--- BEGIN Extracted entries ---

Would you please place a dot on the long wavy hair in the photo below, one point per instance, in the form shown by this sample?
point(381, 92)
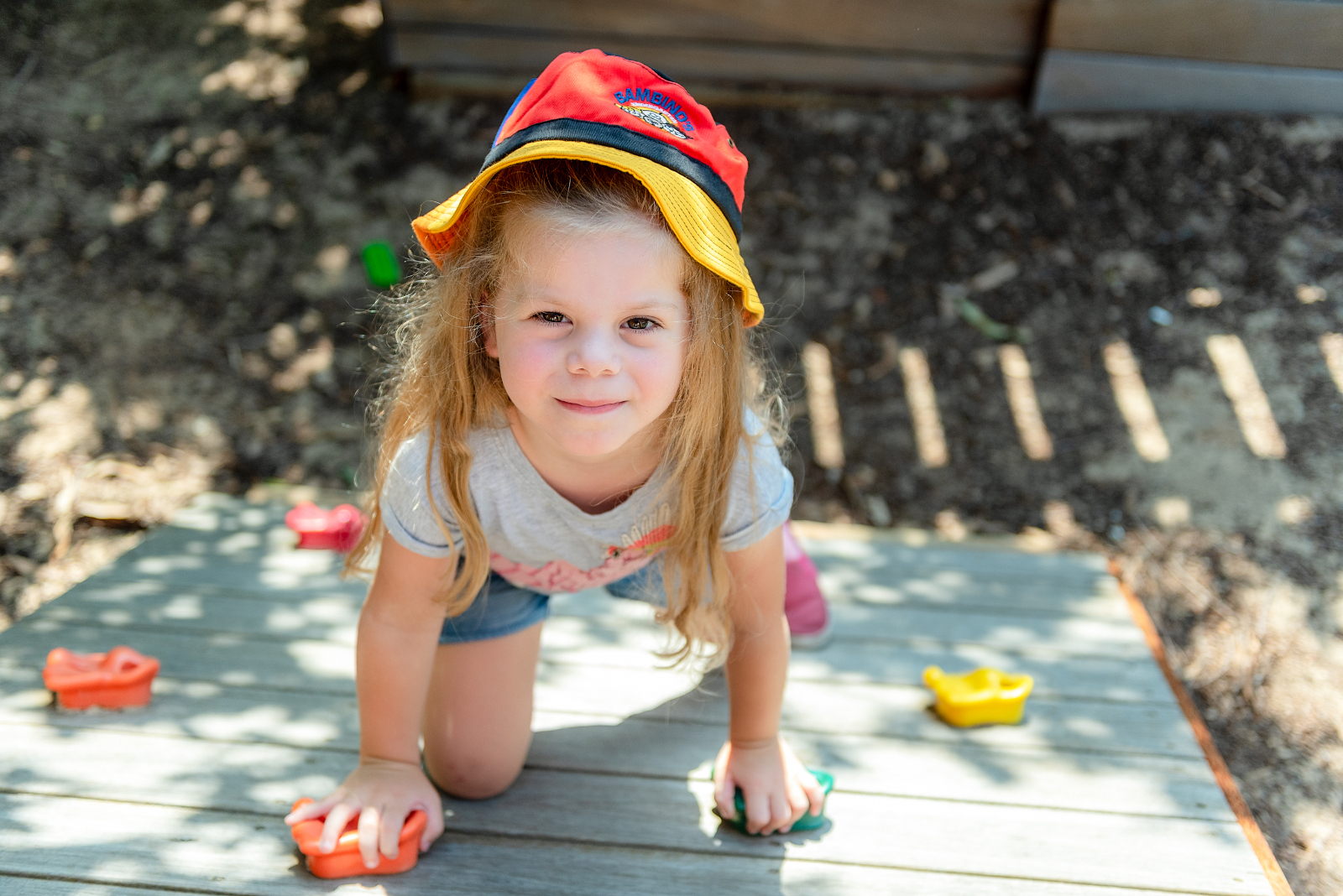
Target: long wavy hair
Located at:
point(438, 378)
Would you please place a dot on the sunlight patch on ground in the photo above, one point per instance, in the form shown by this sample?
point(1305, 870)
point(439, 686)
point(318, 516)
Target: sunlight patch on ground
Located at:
point(1025, 407)
point(1242, 387)
point(322, 659)
point(1331, 346)
point(828, 445)
point(268, 721)
point(1135, 404)
point(1172, 513)
point(923, 408)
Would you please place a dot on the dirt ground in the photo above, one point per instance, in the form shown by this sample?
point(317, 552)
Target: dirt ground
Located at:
point(186, 190)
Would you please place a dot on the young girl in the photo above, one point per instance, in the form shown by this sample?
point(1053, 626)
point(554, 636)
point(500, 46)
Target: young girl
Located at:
point(577, 404)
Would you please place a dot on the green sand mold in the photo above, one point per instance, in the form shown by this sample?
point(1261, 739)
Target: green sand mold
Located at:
point(806, 822)
point(380, 264)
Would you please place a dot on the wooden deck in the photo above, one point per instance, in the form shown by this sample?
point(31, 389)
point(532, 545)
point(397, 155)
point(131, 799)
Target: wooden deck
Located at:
point(1103, 792)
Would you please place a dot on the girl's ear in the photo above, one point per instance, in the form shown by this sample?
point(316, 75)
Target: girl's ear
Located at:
point(492, 346)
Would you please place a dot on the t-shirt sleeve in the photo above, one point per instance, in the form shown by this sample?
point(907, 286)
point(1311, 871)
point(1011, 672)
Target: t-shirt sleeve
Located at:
point(760, 492)
point(406, 502)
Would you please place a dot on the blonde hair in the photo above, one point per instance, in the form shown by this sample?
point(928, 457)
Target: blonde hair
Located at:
point(441, 380)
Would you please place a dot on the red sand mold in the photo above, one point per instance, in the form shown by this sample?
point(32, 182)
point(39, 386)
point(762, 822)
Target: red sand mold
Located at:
point(337, 529)
point(116, 679)
point(346, 862)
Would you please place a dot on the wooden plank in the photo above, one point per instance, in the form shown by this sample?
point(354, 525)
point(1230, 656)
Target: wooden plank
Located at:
point(923, 835)
point(50, 887)
point(1004, 29)
point(876, 710)
point(693, 63)
point(248, 558)
point(1076, 81)
point(622, 636)
point(265, 777)
point(917, 627)
point(78, 840)
point(1275, 33)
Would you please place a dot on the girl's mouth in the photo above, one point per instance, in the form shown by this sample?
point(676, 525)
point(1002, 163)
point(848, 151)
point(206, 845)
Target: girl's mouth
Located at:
point(590, 407)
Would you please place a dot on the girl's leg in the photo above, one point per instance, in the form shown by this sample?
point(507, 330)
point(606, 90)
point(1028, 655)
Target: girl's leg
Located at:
point(478, 714)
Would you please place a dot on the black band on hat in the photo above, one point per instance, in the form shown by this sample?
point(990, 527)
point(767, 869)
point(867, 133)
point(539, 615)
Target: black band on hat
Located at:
point(617, 137)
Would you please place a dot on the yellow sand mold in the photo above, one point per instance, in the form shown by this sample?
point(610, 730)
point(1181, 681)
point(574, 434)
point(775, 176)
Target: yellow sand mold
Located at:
point(984, 696)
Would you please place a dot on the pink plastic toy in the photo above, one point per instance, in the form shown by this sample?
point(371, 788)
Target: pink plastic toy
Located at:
point(336, 529)
point(116, 679)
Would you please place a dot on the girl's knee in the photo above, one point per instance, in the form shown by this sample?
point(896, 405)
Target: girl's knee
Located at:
point(472, 777)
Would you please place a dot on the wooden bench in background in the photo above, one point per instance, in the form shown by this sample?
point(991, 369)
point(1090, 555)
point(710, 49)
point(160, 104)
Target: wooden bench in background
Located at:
point(975, 47)
point(1213, 55)
point(1095, 55)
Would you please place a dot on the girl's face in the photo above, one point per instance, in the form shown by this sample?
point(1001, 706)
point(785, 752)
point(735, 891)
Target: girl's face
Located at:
point(591, 331)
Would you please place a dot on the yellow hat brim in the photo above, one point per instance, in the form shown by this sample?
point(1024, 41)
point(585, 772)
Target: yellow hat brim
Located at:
point(698, 221)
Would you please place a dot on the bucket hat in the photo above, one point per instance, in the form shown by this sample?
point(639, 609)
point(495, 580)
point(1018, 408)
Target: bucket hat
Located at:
point(609, 110)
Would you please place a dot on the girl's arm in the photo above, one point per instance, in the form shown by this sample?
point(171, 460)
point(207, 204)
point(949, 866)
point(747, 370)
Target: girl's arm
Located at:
point(776, 788)
point(394, 655)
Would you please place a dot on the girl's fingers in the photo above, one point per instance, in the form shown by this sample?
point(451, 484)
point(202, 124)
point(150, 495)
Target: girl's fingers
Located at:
point(389, 841)
point(333, 826)
point(816, 794)
point(368, 826)
point(723, 795)
point(781, 813)
point(758, 813)
point(312, 810)
point(436, 826)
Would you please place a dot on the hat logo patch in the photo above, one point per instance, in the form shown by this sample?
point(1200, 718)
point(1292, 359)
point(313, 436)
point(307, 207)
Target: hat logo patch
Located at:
point(657, 109)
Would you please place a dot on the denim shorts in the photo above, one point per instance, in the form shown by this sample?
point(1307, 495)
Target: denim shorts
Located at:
point(503, 608)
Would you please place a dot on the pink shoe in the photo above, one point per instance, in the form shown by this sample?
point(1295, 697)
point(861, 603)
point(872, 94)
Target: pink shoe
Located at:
point(803, 604)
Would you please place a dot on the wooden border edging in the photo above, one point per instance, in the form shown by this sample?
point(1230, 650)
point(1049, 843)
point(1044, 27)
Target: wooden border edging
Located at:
point(1205, 739)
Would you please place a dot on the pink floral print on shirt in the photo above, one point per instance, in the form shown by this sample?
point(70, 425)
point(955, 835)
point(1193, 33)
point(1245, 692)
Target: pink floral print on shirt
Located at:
point(637, 550)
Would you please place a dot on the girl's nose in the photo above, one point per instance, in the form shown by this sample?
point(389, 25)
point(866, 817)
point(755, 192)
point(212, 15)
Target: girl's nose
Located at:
point(593, 354)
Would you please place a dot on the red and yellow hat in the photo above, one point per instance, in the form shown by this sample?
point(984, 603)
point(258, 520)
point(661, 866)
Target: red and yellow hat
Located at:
point(609, 110)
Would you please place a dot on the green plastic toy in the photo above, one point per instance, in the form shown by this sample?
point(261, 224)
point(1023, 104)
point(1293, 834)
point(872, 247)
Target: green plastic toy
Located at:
point(806, 822)
point(382, 266)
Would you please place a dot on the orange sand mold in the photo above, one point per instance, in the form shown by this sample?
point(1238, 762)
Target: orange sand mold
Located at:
point(116, 679)
point(346, 862)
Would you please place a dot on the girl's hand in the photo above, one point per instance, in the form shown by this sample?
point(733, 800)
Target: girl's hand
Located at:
point(382, 793)
point(774, 784)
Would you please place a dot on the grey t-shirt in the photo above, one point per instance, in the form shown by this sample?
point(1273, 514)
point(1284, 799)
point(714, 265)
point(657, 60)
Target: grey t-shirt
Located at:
point(541, 542)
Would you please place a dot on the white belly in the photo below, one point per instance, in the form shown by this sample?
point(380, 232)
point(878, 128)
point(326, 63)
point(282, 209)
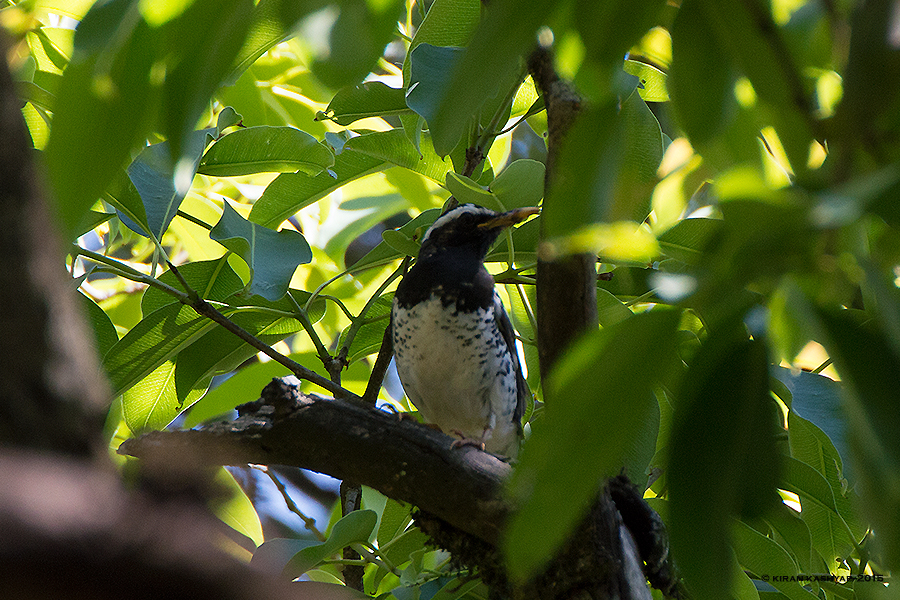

--- END Extracted entries ---

Exercise ▸
Reproduce the listing above with every "place a dot on" swapped for "mark" and nothing else changed, leaving out the pictures.

The answer ▸
Would you please mark the long wavy hair in the photo below, one point per instance, in the form shown by this sample?
point(381, 92)
Target: long wavy hair
Located at:
point(438, 378)
Would you please mark the sunlight patch on ground in the photo above, one point per instance, in the form shown by this sample?
point(1305, 870)
point(439, 686)
point(318, 516)
Target: sunlight patch on ground
Located at:
point(1025, 407)
point(1242, 387)
point(322, 659)
point(1331, 346)
point(828, 445)
point(268, 721)
point(1135, 404)
point(1172, 513)
point(923, 408)
Would you please mark the dirt ground in the photo above, one point per instance, in the form shown by this sample?
point(317, 552)
Target: dirt ground
Located at:
point(186, 190)
Would you please mark the young girl in the photo above, one point per instance, in the form shown by this sample?
point(1053, 626)
point(554, 636)
point(500, 46)
Target: young girl
Located at:
point(577, 404)
Would you please mark the green sand mold in the photo above, one point per instance, in the form shown by this sample?
point(1261, 739)
Target: green sand mold
Located at:
point(806, 822)
point(380, 264)
Would you please mark the wooden deck in the photo above, one point per instance, in the form shown by this sample?
point(31, 389)
point(532, 545)
point(397, 155)
point(131, 799)
Target: wooden deck
Located at:
point(1103, 792)
Would you please mark the girl's ear in the photo above, one point per instance, in the form shown by this sample?
point(316, 75)
Target: girl's ear
Located at:
point(492, 346)
Would you please mark the t-shirt sleeve in the photo above, one point per instance, in the form shown by this sample?
point(907, 286)
point(1311, 871)
point(1011, 672)
Target: t-shirt sleeve
Located at:
point(760, 492)
point(406, 502)
Would you please mark the blonde hair in the photo above, one point per instance, in the form shown by this sample?
point(928, 457)
Target: blonde hair
Located at:
point(441, 380)
Would you please mark the red sand mold in the photo above, one point per instance, in the form shown by this sample?
point(32, 182)
point(39, 386)
point(762, 822)
Target: red sand mold
Located at:
point(337, 529)
point(116, 679)
point(346, 862)
Would you please mark the wooden plank in the photo above, one point per instance, in the form shown by this sample?
point(354, 525)
point(1230, 656)
Target: wooden plank
Located at:
point(923, 835)
point(50, 887)
point(1004, 29)
point(876, 710)
point(693, 63)
point(248, 558)
point(1076, 81)
point(622, 636)
point(265, 777)
point(917, 627)
point(78, 840)
point(1275, 33)
Would you please mark the girl's mouth in the photo above, one point per instance, in the form shown by this sample?
point(676, 525)
point(1002, 163)
point(848, 151)
point(206, 845)
Target: girl's mouth
Located at:
point(590, 407)
Would you please mark the girl's leg in the photo above, one point per instance, in the form shown by this sample?
point(507, 330)
point(606, 90)
point(1028, 655)
Target: girl's leg
Located at:
point(478, 714)
Would you please mark the black band on hat in the photo above, one point per instance, in the form shown by this sample?
point(990, 527)
point(767, 869)
point(867, 133)
point(539, 615)
Target: black band on hat
Located at:
point(617, 137)
Would you please mark the yellow sand mold in the photo above, one point per instance, in the form shown by this sample?
point(610, 730)
point(1181, 681)
point(574, 434)
point(775, 176)
Target: yellow sand mold
Located at:
point(984, 696)
Would you please mark the pink plastic toy in the photo above, one point per instance, in the form shown by this sample?
point(371, 788)
Target: pink plastic toy
Located at:
point(336, 529)
point(116, 679)
Would you please mark the girl's knee in the photo above, one point per instance, in the form shown by this sample?
point(896, 405)
Target: girl's knee
Located at:
point(472, 777)
Would you please mark the wooden bench in background in the photo above, one point per instance, in the form shown by this sample?
point(991, 369)
point(1090, 555)
point(710, 49)
point(160, 104)
Target: wooden bench in background
Located at:
point(975, 47)
point(1213, 55)
point(1095, 55)
Would you please mark the girl's face in the photo above, one point per instance, in the form shown by this sample?
point(1001, 706)
point(785, 752)
point(735, 891)
Target: girl's face
Located at:
point(591, 331)
Would you please mark the yellow hat brim in the photo above, one point per instance, in the form shown by this sample?
point(1024, 41)
point(585, 772)
Target: yellow hat brim
Located at:
point(698, 221)
Would you please mark the bucket hat in the photo above, one point per instance, in the form shown by this sample?
point(639, 609)
point(495, 580)
point(1018, 408)
Target: bucket hat
Located at:
point(609, 110)
Would you please mark the girl's arm in the photo above, one point per instance, in the form shown by this sample?
point(171, 460)
point(207, 204)
point(949, 866)
point(747, 370)
Target: girl's arm
Located at:
point(776, 788)
point(394, 655)
Would you please mark the girl's fingers in the photo above, one point per instance, in the form shown by this sample?
point(451, 484)
point(202, 124)
point(150, 495)
Target: girl's fingers
Located at:
point(389, 841)
point(333, 826)
point(816, 794)
point(368, 826)
point(723, 795)
point(781, 813)
point(758, 813)
point(312, 810)
point(436, 826)
Would you please mark the hat logo patch in the photo above, one point per instance, in the form shown by this sample?
point(1200, 718)
point(1292, 359)
point(313, 436)
point(307, 207)
Target: hat logo patch
Located at:
point(657, 109)
Would you please mark the denim shorts in the photo above, one point per instance, in the form shown by this sample?
point(1307, 495)
Target: denim shorts
Located at:
point(503, 608)
Would you please mark the pink shoe in the photo above, one point per instance, in the form shown by this sample?
point(1295, 697)
point(861, 603)
point(872, 94)
Target: pink shoe
Located at:
point(803, 604)
Would you please mark the wooden border edging in the photo above, one point per instance, in the form shown by this sample?
point(1230, 650)
point(1049, 843)
point(1044, 27)
Target: wooden border edging
Located at:
point(1205, 739)
Would you please mark the pink floral print on shirt in the photo above, one point per instance, in the form shown by this sample?
point(70, 425)
point(955, 835)
point(1193, 33)
point(1245, 692)
Target: pink floral print on shirt
Located at:
point(637, 550)
Would you please mark the girl's nose in the photo above, one point per instance, in the form shown by this sample?
point(389, 25)
point(866, 817)
point(755, 192)
point(212, 15)
Target: girl's nose
Located at:
point(593, 354)
Would you please mark the red and yellow hat in the photo above, one point per instance, in the form shown by this sample?
point(984, 603)
point(258, 520)
point(661, 866)
Target: red and yellow hat
Located at:
point(609, 110)
Would you please mark the green plastic toy in the photo above, one point per instance, in the form shown by this sample?
point(261, 224)
point(1023, 104)
point(1293, 834)
point(872, 247)
Target: green plastic toy
Located at:
point(806, 822)
point(382, 266)
Would you please mark the orange sand mold in the photo above, one point per instance, in the form shown by this sample?
point(1238, 762)
Target: orange sand mold
Located at:
point(116, 679)
point(346, 862)
Would you please mark the girl's hand in the photo above, one point per instance, in the form shown by this sample?
point(733, 800)
Target: girl's hand
Located at:
point(382, 793)
point(774, 784)
Would you please mark the grey t-shirt in the photo above, one point per instance, in the form shown by this sample?
point(1273, 514)
point(1284, 799)
point(714, 265)
point(657, 60)
Target: grey t-shirt
Located at:
point(541, 542)
Would you please mark the white belly in the photo below, one point per instance, in the form shown by this sample?
point(380, 232)
point(878, 128)
point(326, 63)
point(282, 209)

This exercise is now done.